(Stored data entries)
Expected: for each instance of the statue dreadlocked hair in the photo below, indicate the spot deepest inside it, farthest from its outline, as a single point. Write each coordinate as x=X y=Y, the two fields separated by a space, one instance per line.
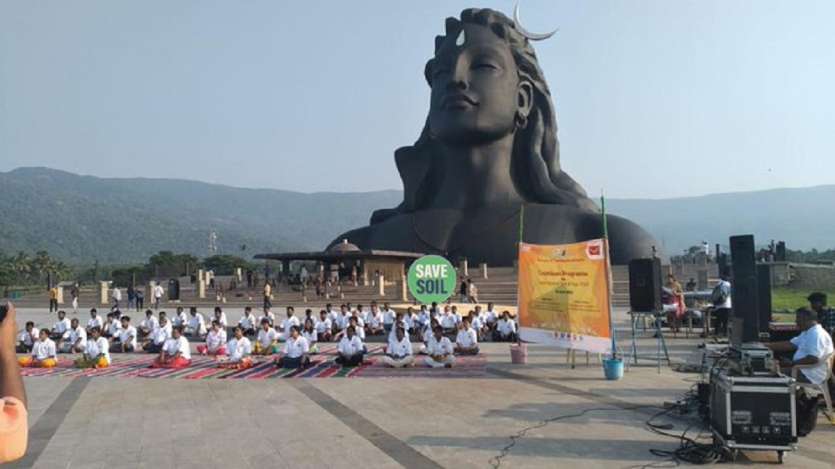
x=535 y=162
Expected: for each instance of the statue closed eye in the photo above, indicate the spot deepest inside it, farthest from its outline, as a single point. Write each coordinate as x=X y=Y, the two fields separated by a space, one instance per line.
x=489 y=146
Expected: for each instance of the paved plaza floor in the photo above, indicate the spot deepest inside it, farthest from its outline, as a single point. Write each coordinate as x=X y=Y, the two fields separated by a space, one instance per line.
x=543 y=414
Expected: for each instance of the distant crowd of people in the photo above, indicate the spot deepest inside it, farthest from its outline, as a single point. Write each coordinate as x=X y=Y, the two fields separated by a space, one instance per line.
x=442 y=332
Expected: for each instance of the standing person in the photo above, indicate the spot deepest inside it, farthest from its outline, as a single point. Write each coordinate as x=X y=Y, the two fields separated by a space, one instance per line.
x=74 y=293
x=53 y=299
x=117 y=297
x=140 y=299
x=462 y=291
x=472 y=291
x=131 y=297
x=826 y=315
x=13 y=415
x=268 y=295
x=721 y=299
x=158 y=293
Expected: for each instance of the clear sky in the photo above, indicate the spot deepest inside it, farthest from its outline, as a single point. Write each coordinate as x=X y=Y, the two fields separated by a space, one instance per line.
x=654 y=98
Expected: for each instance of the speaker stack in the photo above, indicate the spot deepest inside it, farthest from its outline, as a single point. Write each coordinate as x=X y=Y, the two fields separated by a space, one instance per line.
x=645 y=285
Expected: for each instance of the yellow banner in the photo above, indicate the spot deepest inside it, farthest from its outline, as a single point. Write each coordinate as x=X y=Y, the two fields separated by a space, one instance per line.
x=564 y=295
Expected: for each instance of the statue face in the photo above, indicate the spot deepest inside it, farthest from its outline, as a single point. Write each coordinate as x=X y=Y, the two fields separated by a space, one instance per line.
x=475 y=88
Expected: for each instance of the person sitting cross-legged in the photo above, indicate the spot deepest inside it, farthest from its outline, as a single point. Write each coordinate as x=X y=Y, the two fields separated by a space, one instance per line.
x=466 y=342
x=215 y=341
x=97 y=352
x=295 y=353
x=27 y=338
x=267 y=341
x=309 y=333
x=61 y=326
x=239 y=350
x=44 y=353
x=158 y=337
x=323 y=327
x=74 y=340
x=505 y=329
x=148 y=325
x=440 y=351
x=399 y=350
x=196 y=325
x=175 y=353
x=350 y=351
x=125 y=340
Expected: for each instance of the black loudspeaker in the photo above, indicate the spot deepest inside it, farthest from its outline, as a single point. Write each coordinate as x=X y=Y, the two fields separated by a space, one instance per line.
x=645 y=284
x=764 y=296
x=780 y=255
x=744 y=296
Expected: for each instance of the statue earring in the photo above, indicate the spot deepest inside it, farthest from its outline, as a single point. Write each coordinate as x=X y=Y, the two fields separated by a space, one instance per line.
x=521 y=120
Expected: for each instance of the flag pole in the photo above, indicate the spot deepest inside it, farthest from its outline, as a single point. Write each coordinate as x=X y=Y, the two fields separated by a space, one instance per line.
x=608 y=272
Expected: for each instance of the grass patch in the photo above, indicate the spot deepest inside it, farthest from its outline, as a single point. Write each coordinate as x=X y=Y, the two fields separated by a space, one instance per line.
x=785 y=300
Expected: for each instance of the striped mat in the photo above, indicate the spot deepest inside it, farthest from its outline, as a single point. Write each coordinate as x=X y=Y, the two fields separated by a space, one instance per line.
x=322 y=366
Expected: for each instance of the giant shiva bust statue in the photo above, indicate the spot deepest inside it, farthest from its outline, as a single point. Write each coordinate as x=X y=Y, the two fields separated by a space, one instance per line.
x=488 y=148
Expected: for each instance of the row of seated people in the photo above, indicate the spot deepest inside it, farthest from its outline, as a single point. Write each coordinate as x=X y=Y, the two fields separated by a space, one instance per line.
x=170 y=342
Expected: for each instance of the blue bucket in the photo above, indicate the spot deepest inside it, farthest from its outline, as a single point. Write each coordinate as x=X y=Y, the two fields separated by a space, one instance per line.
x=613 y=368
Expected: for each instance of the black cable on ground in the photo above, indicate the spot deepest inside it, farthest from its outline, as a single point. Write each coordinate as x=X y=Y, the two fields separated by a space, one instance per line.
x=496 y=461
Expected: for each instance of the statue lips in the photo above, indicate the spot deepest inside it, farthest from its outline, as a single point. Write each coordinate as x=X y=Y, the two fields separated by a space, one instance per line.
x=458 y=101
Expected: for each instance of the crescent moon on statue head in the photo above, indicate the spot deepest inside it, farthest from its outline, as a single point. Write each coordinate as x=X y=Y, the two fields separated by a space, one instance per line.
x=531 y=36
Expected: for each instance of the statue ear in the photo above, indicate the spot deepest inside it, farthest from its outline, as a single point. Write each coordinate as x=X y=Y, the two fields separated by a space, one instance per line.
x=524 y=99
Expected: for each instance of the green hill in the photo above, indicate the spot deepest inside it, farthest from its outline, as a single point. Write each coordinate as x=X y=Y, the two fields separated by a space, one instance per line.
x=82 y=218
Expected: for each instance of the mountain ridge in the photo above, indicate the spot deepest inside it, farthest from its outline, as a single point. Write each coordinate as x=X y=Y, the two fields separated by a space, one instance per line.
x=81 y=218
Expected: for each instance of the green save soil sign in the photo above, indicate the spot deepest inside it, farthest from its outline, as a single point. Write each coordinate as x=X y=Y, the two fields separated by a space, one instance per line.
x=431 y=278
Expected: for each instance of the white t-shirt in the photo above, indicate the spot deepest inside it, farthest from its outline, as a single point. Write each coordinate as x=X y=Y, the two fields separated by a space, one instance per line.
x=266 y=338
x=312 y=337
x=98 y=347
x=400 y=348
x=350 y=346
x=29 y=338
x=466 y=338
x=215 y=339
x=172 y=346
x=295 y=348
x=506 y=327
x=128 y=336
x=222 y=320
x=61 y=326
x=816 y=342
x=288 y=323
x=238 y=349
x=149 y=323
x=323 y=326
x=43 y=349
x=247 y=321
x=197 y=323
x=76 y=334
x=95 y=322
x=448 y=321
x=439 y=347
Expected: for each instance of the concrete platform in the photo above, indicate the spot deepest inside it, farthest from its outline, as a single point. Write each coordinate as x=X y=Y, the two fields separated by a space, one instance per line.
x=543 y=414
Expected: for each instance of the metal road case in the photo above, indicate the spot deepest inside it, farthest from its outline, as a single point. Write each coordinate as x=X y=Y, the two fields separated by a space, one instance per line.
x=753 y=412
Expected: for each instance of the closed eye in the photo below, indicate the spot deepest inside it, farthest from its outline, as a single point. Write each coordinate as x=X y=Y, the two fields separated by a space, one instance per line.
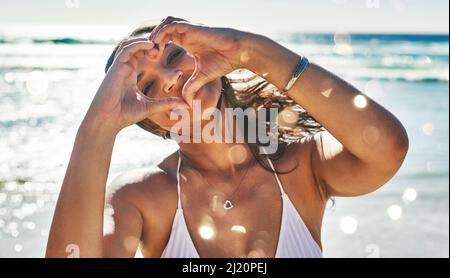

» Work instruction
Word for word, copy out each record; do not include pictures.

» Result of the exercise
Expected: for each instance of the statue dreadlocked hair in the photo below, indicate the spot deepest inside it, farthest from its outline, as a single point. Write each coordinate as x=X y=Y, the two fields separated by a space, one instance per line.
x=535 y=162
Expected: for each instance of the statue closed eye in the photo above, indicate the spot deepest inside it, farthest from its outline, as a single point. Write each coordinate as x=X y=Y, the two fields separated by a space, one instance per line.
x=489 y=146
Expected: for each instance of the paved plaza floor in the photo above, indicate the spot deepest inside it, farthest from its outline, as a single point. Write each coordinate as x=X y=Y, the two fields separated by a space, one instance per line.
x=543 y=414
Expected: for each instance of the distant crowd of people in the photo above, indicate the spot deepest inside it, farthest from its outline, as a single point. Write each coordinate as x=X y=Y, the two fields separated by a space, one instance per line.
x=442 y=332
Expected: for each instance of the standing person in the photo above, indicate the spot deepest inside it, farthest from its outline, as a single point. Write each coordinate as x=X y=Y, the two fields separated by a space, one instance per line.
x=74 y=293
x=53 y=299
x=117 y=297
x=140 y=299
x=462 y=291
x=472 y=291
x=131 y=297
x=826 y=315
x=13 y=415
x=268 y=295
x=721 y=299
x=158 y=293
Expected: for each instance of the clear sky in the photo above, indicate the spot deepest inside it, farthest from its outline, as a single point. Write each coordinate as x=X y=Y, the two fields separated by a space, one instance per line.
x=654 y=98
Expected: for each instance of the speaker stack in the photo above, indicate the spot deepest inside it, farthest from its outline, as a single point. Write each coordinate as x=X y=Y, the two fields separated by a space, one instance per line.
x=645 y=285
Expected: for each instance of the yellow banner in the photo above, indicate the spot deepest inside it, farthest from its outline, as a single point. Write each coordinate as x=X y=Y, the two fields separated by a space, one instance per line.
x=564 y=295
Expected: for each instance of the statue face in the photo above, indicate the spot deepest inside it, farthest from its outline, as a single point. Write each coordinate as x=X y=Y, the two fields separated by a space, one instance per line.
x=475 y=88
Expected: for each instance of the person sitting cross-legged in the photo above, indicate the spot deepest inside it, farthest from its outline, as a single point. Write each coordinate as x=X y=Y, the two fields separated by a space, one instance per line.
x=466 y=342
x=215 y=341
x=97 y=352
x=295 y=353
x=27 y=338
x=267 y=341
x=309 y=333
x=61 y=326
x=239 y=350
x=44 y=353
x=158 y=337
x=323 y=327
x=74 y=340
x=505 y=329
x=148 y=325
x=440 y=351
x=399 y=350
x=196 y=325
x=175 y=353
x=350 y=351
x=125 y=340
Expected: for each instance of the black loudspeaker in the photo above, indicate the spot deepest inside it, farthest from its outline, as a single point. Write each coordinate as x=X y=Y, the two fields separated by a space, one instance per line.
x=645 y=284
x=764 y=296
x=780 y=255
x=744 y=296
Expected: for each instance of the statue earring in the photo above, indicate the spot deepest inside it, farthest from its outline, as a single point. Write each coordinate as x=X y=Y, the two fields separated by a space, one instance per line.
x=521 y=120
Expected: for each instance of the flag pole in the photo above, indicate the spot deepest inside it, farthest from its outline, as a single point. Write each coordinate as x=X y=Y, the two fields separated by a space, one instance per line.
x=608 y=272
Expected: for each instance of the grass patch in the photo above, indicate the spot deepest inside it, farthest from its outline, as a single point. Write each coordinate as x=X y=Y, the two fields separated by a space, one instance per line.
x=785 y=300
Expected: for each instance of the striped mat in the photo above, indicate the spot deepest inside it, farthest from its outline, as a single point. Write each coordinate as x=X y=Y, the two fields separated by a space, one instance per line.
x=322 y=366
Expected: for each instance of the giant shiva bust statue in the photo above, indicate the spot deepest inside it, farthest from its outline, as a single point. Write each coordinate as x=X y=Y, the two fields separated by a space, one instance per line.
x=488 y=148
Expected: for each instance of the row of seated people in the photo above, indicate the spot deepest inside it, farthest from its outline, as a single point. Write each coordinate as x=X y=Y, the two fields separated by a space, one instance per line.
x=170 y=342
Expected: for each instance of the blue bucket in the photo above, indicate the spot deepest inside it, farthest from its outline, as a single point. Write each coordinate as x=X y=Y, the two fields separated by a space, one instance per line.
x=613 y=368
Expected: for each instance of the black cable on ground in the photo above, indicate the spot deepest inside it, farthest from its outline, as a single point. Write each coordinate as x=X y=Y, the two fields separated by a space, one instance per line.
x=496 y=461
Expected: for each instance of the statue lips in the photo above, indicate the spot deepest inside it, farthest from its outline, as a single point. Write each coordinate as x=X y=Y, the two fields separated by a space, one instance per line.
x=458 y=101
Expected: for each instance of the crescent moon on statue head in the photo above, indicate the spot deepest inside it, farthest from its outline, as a single point. Write each coordinate as x=X y=Y, the two fields separated by a space, one instance per line.
x=531 y=36
Expected: for each instance of the statue ear in the photo above, indicate the spot deepest inside it, farthest from its outline, as a single point. Write each coordinate as x=X y=Y, the two fields separated by a space, one instance per line.
x=524 y=99
Expected: for each instance of the green hill in the photo above, indicate the spot deepest inside it, farthest from its outline, as a single point. Write each coordinate as x=X y=Y, the two fields separated by a space, one instance per line.
x=82 y=218
Expected: for each instance of the mountain ridge in the photo above, indicate the spot deepest inside it, farthest from its outline, as a single point. Write each coordinate as x=X y=Y, the two fields separated by a space, one instance per line.
x=81 y=218
Expected: for each instance of the green save soil sign in the photo above, indicate the spot deepest inside it, farthest from its outline, as a single point. Write each coordinate as x=X y=Y, the two fields separated by a space, one instance per line.
x=431 y=278
Expected: for each instance of the white t-shirt in the photo above, indicate the spot deepest inside it, farthest from its outline, as a single point. Write each coordinate as x=X y=Y, the two fields separated by a space, one instance per line.
x=266 y=338
x=312 y=337
x=98 y=347
x=400 y=348
x=350 y=346
x=29 y=338
x=466 y=338
x=215 y=339
x=172 y=346
x=295 y=348
x=506 y=327
x=128 y=336
x=222 y=320
x=61 y=326
x=816 y=342
x=288 y=323
x=238 y=349
x=149 y=323
x=323 y=326
x=43 y=349
x=247 y=321
x=197 y=323
x=76 y=334
x=95 y=322
x=448 y=321
x=439 y=347
Expected: for each instance of the concrete platform in the photo above, indicate the spot deepest inside it, farthest from its outline, as a single point. Write each coordinate as x=X y=Y, the two fields separated by a space, one instance per line.
x=543 y=414
Expected: for each instance of the metal road case in the photo above, indicate the spot deepest inside it, farthest from its outline, as a single point. Write each coordinate as x=X y=Y, the two fields separated by a space, one instance per line.
x=753 y=412
Expected: for each instance of the closed eye in the photo below, indicate the spot deepest inside it, farthest from its outline, as a single point. Write each coordinate as x=X y=Y, the two fields separated by a space, one instance per line.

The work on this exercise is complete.